** What you are asked to do **
Rescale the lines below between the line containing "Would you mind pointing out the stack" and the line containing "(1239, 439)", inclusive. Reproduce each of those lines, but multiply every coordinate in the point pairs by 1.6 and round it to a whole number, with halves rounding up.

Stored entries

──────────

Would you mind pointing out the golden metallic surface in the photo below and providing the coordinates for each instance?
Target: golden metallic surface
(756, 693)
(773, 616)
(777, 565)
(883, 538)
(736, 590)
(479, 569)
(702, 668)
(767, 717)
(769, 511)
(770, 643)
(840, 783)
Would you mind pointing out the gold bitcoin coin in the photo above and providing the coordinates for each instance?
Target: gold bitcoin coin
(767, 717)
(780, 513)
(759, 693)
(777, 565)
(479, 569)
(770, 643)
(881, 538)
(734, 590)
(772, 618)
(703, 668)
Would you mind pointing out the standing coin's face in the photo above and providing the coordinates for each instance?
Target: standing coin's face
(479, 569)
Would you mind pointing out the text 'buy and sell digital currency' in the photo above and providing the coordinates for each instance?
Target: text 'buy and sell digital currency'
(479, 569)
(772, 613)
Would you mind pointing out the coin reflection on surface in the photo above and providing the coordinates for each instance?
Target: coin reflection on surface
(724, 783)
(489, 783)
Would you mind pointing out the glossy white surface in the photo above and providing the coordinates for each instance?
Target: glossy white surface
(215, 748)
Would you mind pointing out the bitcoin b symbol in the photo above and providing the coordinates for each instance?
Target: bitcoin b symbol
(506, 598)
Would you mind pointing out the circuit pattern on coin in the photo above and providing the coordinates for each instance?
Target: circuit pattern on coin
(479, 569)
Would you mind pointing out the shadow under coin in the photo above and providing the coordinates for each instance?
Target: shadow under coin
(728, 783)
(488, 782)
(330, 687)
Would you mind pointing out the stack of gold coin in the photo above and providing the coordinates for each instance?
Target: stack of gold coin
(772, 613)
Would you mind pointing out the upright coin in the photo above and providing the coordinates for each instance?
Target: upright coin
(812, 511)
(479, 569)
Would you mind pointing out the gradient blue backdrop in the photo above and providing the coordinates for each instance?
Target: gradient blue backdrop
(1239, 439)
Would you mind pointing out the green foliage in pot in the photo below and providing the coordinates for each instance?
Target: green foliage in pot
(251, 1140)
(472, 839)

──────────

** Result **
Would you mind pointing out the stack of gold coin in the photo above and providing the coordinates for each instance?
Target: stack of gold coin
(1235, 981)
Would you mind pointing out the upright coin in the photo above and providing the coordinates for each instance?
Target: upright coin
(1299, 818)
(766, 910)
Would you mind pointing out the gradient blue backdrop in the photo above and providing the coordinates for each instance?
Target: gradient blue backdrop
(1982, 702)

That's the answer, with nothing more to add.